§ **Written exercise A**
In the passage about the August 2011 market, by what date did the author advise the young entrepreneur to close his round?
§ **Written exercise B**
Reproduce the part of the passage about the August 2011 market starting at "But you’d have" and ending at "our shores, too.".

[Start of Text passage]

I have a young entrepreneur friend who IMs me a lot. He was working on a VC round in the early Summer. He pinged me for advice. I told him (verbatim), “close your round by August 2nd. After that, all bets are off.” He’s literally on IM right now in my other browser tab saying, “you called it.” I can’t say his name yet because he hasn’t announced funding. But he got it done. Maybe he’ll reveal our conversation when he announced.

August 2011. What’s happening?

The fundamentals in our economy are mostly not on more solid footing than when I wrote the posts in 2009 and 2010. On the positive side, corporate profits are up, their balance sheets have been repaired and they have recapitalized themselves to have lower amounts of debt relative to equity. Not just tech companies but industrials, too.

But you’d have to be a pretty heads-down coder to not have noticed the past 2+ weeks in the DJIA.

Most of the informed people I know are telling me that the sharp sell-off has more to do with European national debt (PIGS as it is called: Portugal, Italy, Greece & Spain) than the current US dilemma of a S&P downgrade of the US government debt. But it must also be on the minds of investors that perhaps the flu will end up on our shores, too.

[End of Text passage]
[Start of Information provided]

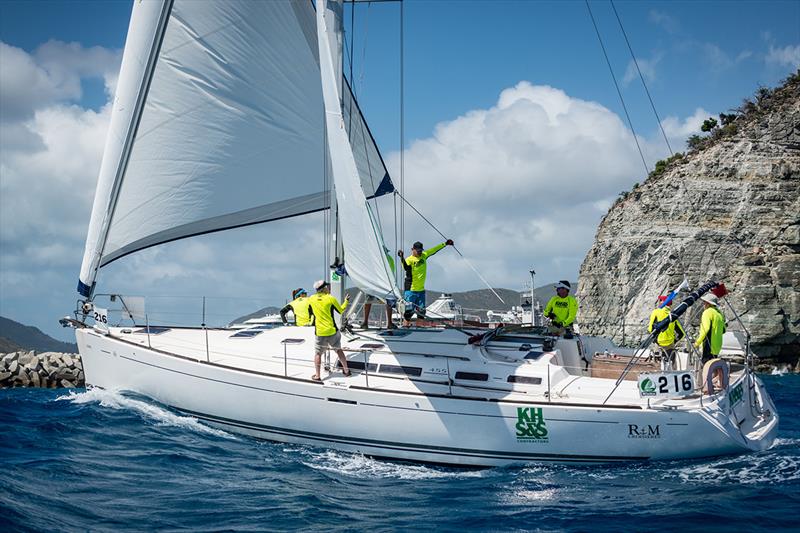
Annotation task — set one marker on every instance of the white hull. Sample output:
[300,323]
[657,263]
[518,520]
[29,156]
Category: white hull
[409,420]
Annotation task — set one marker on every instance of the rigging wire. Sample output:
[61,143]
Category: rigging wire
[402,122]
[454,248]
[670,236]
[619,92]
[641,77]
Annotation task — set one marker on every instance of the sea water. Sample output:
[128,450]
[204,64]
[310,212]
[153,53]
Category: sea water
[96,460]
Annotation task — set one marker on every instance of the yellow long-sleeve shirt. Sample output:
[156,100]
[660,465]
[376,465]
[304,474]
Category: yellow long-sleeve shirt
[666,337]
[419,267]
[321,307]
[565,309]
[712,325]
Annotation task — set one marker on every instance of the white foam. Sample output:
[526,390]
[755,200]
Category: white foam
[116,400]
[359,466]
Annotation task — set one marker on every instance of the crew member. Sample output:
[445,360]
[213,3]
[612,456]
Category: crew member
[298,306]
[562,310]
[712,326]
[667,339]
[321,307]
[416,272]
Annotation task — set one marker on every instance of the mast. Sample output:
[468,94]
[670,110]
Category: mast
[334,18]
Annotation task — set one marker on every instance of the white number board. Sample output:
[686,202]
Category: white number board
[100,316]
[666,384]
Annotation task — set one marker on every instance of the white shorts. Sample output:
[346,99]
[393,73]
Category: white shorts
[331,341]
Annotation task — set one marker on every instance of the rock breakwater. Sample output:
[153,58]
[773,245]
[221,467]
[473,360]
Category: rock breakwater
[50,370]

[End of Information provided]

§ **Right answer A**
August 2nd

§ **Right answer B**
But you’d have to be a pretty heads-down coder to not have noticed the past 2+ weeks in the DJIA.

Most of the informed people I know are telling me that the sharp sell-off has more to do with European national debt (PIGS as it is called: Portugal, Italy, Greece & Spain) than the current US dilemma of a S&P downgrade of the US government debt. But it must also be on the minds of investors that perhaps the flu will end up on our shores, too.